§ Stated goal:
Gather every line of the data below that contains the string "surface", matching case exactly.

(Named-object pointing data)
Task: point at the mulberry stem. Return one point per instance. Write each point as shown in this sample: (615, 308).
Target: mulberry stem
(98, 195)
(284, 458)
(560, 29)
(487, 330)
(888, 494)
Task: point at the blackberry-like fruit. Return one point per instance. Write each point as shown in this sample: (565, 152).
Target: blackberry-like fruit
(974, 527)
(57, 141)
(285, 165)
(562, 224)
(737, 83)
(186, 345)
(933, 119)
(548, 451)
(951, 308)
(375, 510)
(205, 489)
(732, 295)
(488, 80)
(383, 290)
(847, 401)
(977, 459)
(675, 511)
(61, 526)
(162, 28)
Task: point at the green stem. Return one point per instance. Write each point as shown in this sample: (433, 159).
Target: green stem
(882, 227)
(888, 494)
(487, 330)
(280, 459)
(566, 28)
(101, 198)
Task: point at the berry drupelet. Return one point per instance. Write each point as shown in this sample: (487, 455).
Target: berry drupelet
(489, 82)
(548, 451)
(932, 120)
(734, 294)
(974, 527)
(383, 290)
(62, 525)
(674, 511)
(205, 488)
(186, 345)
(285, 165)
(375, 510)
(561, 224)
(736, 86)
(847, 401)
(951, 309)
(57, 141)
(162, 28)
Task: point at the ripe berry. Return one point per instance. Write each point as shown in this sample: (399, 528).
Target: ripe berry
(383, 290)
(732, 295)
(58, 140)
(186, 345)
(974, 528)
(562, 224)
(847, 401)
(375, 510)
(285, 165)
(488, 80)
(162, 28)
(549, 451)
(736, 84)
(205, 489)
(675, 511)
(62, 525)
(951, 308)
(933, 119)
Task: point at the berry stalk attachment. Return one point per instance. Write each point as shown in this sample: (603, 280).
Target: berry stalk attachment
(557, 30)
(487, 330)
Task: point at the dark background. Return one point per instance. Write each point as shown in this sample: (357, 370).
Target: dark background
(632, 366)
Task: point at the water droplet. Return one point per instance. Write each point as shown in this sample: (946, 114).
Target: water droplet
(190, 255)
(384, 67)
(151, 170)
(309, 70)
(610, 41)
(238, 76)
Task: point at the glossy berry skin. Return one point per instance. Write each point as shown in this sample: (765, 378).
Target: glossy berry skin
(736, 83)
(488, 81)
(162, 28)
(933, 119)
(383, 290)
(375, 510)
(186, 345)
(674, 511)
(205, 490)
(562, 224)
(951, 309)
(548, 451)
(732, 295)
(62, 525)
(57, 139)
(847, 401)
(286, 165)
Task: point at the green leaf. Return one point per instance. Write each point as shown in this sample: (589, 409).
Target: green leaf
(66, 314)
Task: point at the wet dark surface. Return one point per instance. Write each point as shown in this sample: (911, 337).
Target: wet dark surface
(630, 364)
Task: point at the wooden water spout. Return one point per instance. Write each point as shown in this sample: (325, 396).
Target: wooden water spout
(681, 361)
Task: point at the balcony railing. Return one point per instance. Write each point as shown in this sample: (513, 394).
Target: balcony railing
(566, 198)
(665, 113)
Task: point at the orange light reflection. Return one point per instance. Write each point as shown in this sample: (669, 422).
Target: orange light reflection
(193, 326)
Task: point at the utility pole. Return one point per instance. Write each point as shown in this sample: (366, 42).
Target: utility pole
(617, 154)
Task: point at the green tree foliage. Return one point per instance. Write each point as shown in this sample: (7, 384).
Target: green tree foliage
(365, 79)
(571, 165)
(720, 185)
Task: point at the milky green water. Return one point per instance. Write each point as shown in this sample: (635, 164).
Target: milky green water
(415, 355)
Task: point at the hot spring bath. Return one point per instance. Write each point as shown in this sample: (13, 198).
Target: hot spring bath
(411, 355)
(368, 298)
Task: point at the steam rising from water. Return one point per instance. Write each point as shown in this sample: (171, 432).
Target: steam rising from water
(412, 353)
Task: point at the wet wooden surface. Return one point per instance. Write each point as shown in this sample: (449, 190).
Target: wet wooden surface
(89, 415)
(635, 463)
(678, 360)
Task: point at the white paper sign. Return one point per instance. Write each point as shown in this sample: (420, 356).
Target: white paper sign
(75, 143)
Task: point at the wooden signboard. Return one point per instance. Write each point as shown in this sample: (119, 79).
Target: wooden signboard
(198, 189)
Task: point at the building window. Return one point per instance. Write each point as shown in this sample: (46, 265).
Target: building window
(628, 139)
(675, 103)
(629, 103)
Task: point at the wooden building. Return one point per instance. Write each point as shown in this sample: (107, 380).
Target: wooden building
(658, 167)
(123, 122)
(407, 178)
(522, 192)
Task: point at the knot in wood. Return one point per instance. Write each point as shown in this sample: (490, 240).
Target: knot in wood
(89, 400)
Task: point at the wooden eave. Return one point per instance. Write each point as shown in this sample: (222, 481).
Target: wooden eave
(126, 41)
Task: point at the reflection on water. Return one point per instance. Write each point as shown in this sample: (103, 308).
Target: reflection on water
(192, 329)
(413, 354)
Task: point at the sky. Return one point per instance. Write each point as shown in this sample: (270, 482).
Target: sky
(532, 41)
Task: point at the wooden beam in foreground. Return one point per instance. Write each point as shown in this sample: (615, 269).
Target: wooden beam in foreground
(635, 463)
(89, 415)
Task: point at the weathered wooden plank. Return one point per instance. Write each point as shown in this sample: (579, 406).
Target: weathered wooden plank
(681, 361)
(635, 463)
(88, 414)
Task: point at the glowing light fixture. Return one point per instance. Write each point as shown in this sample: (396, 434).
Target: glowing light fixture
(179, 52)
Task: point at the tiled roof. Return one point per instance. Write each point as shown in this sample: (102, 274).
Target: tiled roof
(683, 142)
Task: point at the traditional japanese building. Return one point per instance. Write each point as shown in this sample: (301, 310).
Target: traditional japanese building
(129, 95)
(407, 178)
--
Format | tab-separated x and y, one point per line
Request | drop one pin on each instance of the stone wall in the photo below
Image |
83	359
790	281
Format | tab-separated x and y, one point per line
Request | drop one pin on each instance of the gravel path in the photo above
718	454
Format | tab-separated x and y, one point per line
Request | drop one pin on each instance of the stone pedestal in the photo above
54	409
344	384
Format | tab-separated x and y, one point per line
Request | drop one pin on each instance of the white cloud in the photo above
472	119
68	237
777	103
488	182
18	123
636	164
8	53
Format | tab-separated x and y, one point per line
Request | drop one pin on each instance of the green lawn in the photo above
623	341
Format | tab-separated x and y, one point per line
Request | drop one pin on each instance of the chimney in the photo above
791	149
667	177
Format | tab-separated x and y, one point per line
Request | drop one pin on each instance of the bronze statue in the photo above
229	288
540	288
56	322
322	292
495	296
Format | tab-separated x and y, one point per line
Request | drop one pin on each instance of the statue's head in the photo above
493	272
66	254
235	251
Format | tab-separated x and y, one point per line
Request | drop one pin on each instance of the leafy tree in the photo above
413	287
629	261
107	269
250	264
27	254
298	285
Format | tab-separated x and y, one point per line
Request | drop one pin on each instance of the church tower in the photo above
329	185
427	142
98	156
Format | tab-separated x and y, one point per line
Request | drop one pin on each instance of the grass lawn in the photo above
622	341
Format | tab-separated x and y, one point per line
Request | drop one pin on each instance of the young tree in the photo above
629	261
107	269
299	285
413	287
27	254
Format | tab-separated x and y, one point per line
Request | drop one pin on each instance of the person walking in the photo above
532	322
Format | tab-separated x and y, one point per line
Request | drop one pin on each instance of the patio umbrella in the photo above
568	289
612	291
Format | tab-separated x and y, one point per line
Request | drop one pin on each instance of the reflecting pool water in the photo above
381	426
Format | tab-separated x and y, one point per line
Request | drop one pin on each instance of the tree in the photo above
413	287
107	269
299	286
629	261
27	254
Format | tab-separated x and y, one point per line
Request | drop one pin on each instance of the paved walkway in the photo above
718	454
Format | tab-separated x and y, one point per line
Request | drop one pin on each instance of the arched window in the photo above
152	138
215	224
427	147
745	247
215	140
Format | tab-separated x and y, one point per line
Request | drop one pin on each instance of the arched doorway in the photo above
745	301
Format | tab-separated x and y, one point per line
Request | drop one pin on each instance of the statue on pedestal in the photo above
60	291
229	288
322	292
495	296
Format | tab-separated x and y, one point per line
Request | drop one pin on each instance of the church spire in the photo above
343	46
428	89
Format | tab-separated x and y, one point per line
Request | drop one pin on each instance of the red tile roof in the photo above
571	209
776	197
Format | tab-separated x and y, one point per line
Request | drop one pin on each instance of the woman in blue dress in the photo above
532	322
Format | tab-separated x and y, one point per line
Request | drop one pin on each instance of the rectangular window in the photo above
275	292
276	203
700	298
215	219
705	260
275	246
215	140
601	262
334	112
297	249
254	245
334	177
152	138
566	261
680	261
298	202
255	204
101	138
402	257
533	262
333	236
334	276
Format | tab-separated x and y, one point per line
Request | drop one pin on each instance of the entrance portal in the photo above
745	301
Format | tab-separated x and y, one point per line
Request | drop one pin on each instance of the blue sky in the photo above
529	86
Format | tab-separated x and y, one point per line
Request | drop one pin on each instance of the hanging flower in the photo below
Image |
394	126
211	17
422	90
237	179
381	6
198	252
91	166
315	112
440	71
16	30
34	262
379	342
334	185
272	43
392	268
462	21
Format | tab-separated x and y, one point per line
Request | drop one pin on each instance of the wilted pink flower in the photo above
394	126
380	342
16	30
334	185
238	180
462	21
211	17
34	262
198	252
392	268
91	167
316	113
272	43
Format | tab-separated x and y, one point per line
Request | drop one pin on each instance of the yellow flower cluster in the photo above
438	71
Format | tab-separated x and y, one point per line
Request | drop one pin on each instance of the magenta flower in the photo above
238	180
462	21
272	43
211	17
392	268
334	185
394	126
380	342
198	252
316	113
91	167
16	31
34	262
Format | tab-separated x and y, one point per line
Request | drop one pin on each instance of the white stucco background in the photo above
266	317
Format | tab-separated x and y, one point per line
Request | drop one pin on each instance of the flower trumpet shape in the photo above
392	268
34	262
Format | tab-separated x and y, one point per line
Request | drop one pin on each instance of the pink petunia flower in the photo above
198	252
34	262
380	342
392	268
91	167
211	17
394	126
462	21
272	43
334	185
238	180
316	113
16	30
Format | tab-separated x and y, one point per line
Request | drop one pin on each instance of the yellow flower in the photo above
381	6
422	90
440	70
==
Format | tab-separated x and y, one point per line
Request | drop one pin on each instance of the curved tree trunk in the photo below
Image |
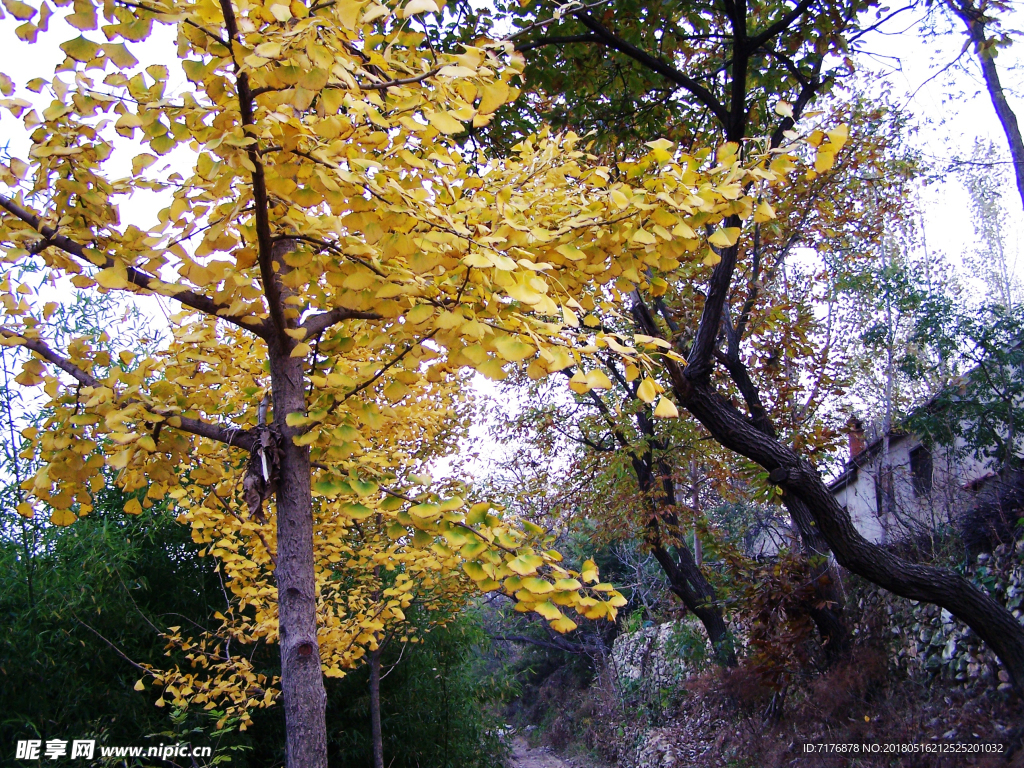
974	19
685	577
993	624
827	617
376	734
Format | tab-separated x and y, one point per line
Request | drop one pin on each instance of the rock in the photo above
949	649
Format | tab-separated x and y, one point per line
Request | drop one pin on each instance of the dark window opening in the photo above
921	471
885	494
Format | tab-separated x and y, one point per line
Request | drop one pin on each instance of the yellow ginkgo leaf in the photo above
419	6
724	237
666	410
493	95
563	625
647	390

§ Task result:
Task: point at the wet dark surface. Return one point per instance. Write each point as shown in this sample: (911, 337).
Target: wet dark surface
Task: point at the wet wooden surface. Return one point per instance. Write each point as shown in this sample: (449, 190).
Target: wet wooden surface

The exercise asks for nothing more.